### DATA TO USE
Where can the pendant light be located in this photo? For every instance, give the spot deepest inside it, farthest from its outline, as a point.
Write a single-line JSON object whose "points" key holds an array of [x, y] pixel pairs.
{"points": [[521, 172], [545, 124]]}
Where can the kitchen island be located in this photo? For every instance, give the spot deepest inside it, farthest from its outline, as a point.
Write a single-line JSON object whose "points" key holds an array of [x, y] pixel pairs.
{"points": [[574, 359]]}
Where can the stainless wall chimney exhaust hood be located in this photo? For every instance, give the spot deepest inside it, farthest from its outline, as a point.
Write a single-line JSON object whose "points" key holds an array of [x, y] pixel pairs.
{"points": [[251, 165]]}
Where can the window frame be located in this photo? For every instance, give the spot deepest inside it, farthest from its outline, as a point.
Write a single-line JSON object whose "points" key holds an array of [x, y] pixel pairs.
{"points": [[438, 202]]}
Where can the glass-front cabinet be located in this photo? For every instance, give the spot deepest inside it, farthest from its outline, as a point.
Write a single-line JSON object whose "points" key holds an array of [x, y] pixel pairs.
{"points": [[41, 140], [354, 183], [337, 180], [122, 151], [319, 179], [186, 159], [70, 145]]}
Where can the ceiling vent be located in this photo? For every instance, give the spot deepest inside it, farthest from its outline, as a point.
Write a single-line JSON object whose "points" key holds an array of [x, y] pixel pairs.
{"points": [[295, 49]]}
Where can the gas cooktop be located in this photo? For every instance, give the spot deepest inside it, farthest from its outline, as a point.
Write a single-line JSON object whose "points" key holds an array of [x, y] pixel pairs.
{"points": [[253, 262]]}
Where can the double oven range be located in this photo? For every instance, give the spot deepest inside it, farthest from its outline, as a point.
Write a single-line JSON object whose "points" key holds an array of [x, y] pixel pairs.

### THE TASK
Starting at the line that contains "Where can the gas" and continuing through the final line of the listing, reproduce every line in order, adding 117 to each x and y coordinate value in the answers.

### IN RESPONSE
Where can the gas cooktop be located in this photo? For every instance, give the spot deepest inside it, farthest from its outline, as a point.
Write a single-line JSON object whose "points" key holds an array of [x, y] pixel pairs.
{"points": [[370, 379]]}
Where can the double oven range be located in this photo? For every instance, give the spot deepest inside it, farthest from its outline, as a point.
Write a single-line JSON object whose "points" key holds an array of [x, y] pixel pairs.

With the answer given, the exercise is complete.